Given entries
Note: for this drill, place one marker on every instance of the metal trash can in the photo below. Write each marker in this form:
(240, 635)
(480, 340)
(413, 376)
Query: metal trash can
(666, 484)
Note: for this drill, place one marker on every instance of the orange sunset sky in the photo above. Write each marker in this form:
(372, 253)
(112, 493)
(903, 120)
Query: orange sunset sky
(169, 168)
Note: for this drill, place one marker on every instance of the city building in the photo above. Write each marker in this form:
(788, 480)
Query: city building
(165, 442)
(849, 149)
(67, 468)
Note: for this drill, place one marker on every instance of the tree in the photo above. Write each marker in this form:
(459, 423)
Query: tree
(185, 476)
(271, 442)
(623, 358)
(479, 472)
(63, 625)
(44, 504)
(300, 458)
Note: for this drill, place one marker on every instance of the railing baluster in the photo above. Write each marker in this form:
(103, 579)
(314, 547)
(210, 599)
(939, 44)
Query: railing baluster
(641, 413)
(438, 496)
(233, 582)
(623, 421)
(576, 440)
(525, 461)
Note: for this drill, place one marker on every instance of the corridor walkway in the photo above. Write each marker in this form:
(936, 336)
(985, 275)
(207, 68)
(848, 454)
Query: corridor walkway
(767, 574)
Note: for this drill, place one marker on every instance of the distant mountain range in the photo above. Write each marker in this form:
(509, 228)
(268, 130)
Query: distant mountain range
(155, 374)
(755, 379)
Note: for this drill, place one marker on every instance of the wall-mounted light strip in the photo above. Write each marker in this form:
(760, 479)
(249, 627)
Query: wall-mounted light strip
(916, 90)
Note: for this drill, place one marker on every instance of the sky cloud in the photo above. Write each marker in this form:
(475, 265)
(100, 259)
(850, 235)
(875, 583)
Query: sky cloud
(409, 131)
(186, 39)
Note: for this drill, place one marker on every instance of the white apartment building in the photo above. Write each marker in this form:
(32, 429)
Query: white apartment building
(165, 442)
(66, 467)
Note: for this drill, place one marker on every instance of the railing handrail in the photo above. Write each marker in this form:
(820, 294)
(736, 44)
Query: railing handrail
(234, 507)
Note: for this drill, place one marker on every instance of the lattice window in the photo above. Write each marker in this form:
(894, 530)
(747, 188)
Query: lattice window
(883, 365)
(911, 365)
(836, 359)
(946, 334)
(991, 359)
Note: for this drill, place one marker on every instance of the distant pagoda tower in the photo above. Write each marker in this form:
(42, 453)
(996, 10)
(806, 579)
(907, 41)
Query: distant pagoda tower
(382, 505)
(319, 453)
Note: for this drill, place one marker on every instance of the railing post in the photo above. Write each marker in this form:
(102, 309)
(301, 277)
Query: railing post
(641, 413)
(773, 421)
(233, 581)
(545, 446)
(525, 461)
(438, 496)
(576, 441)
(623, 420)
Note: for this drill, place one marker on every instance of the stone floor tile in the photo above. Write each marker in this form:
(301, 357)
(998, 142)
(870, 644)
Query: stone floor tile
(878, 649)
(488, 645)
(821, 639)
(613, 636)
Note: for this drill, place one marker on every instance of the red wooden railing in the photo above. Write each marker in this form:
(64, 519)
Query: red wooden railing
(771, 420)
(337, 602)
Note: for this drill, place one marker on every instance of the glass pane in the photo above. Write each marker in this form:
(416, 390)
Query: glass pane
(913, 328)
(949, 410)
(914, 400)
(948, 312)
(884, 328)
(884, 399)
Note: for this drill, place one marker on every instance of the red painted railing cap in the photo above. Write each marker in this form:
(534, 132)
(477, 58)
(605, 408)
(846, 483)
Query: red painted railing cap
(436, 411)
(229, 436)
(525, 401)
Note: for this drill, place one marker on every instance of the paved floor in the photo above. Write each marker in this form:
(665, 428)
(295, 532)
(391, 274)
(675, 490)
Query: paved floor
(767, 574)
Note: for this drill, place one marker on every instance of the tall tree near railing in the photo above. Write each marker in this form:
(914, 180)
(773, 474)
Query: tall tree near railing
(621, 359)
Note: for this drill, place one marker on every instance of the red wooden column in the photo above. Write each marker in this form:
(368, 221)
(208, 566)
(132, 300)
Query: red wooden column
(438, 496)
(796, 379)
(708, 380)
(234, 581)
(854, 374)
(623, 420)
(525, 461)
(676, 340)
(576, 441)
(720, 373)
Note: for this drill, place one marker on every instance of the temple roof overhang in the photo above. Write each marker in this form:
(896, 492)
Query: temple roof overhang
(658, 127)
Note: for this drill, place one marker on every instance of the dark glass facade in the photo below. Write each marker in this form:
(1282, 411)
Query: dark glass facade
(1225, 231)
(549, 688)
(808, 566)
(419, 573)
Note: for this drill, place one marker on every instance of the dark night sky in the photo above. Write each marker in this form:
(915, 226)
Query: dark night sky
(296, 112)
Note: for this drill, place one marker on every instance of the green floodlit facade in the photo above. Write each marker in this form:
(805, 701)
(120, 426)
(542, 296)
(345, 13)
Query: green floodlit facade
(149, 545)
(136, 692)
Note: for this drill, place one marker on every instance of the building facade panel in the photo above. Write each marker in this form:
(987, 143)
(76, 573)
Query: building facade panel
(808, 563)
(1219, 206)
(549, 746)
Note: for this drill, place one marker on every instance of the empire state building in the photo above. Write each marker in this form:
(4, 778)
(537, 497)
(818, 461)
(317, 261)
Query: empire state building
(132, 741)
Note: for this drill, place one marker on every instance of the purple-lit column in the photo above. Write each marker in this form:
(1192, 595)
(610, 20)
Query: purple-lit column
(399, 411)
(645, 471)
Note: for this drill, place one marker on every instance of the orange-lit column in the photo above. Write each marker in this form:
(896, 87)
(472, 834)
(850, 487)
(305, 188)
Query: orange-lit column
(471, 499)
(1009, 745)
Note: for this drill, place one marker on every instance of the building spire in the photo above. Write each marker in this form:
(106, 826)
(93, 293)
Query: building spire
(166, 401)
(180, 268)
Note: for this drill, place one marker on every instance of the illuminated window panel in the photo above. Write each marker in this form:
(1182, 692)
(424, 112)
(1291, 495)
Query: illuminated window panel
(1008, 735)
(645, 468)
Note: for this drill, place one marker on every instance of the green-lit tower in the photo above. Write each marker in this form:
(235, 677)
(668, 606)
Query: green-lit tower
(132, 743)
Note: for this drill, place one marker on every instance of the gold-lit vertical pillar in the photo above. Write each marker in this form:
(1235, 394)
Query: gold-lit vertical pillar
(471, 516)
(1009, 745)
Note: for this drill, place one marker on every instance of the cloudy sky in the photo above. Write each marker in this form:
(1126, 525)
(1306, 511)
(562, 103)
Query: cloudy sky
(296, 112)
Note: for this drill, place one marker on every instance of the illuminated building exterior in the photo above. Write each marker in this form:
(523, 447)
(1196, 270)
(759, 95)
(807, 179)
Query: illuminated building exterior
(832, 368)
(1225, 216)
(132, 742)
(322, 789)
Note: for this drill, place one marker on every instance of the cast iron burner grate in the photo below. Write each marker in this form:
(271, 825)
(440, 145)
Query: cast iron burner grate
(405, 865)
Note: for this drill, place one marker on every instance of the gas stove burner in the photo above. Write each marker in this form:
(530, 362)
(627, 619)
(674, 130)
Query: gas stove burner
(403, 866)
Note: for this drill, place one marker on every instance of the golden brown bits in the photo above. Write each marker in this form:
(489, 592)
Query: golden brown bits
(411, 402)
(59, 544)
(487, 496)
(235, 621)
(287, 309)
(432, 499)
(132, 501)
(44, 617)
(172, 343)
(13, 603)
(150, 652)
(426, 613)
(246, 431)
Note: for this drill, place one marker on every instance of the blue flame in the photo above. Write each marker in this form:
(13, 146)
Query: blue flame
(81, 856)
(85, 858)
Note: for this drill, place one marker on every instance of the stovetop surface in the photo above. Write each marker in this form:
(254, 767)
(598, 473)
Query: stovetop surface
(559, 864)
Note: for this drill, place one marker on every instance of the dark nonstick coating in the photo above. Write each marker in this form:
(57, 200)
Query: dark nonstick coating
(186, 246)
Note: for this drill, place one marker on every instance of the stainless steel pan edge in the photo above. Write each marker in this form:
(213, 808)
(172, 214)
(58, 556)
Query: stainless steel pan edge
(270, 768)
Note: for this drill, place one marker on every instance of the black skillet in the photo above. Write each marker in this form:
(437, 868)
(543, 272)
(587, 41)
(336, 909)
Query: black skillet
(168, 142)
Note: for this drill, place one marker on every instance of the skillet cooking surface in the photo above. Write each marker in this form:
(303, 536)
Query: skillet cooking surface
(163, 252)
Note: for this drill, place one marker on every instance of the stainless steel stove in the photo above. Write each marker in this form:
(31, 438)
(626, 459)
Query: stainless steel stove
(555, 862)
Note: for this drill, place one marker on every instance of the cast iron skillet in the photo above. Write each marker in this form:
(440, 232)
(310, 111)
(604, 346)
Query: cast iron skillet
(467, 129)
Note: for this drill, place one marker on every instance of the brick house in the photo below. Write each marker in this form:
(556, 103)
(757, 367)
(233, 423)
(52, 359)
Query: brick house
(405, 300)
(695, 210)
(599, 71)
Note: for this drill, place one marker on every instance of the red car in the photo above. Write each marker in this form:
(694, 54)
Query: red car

Short task
Exactly reproduce the lines from the one containing "steel stove in" through the end of the records, and only those lines.

Exercise answer
Note: for this drill, place one marker on every instance of the stainless steel stove in the photo above. Write each marker in this form:
(31, 438)
(626, 459)
Query: stainless steel stove
(555, 862)
Note: for this drill, place one marker on every instance of the cast iron skillet in the photo above. Write each marker in this form:
(440, 232)
(310, 111)
(604, 346)
Query: cast iron skillet
(467, 129)
Note: for this drill, place one marker on every instance of the brick house in the photo below. Write each marker in this form:
(556, 103)
(757, 367)
(233, 423)
(52, 359)
Query: brick house
(405, 300)
(695, 210)
(599, 71)
Note: for this drill, place one marker on every instance of the red car in the photo above. Write each marker in this form:
(694, 54)
Query: red car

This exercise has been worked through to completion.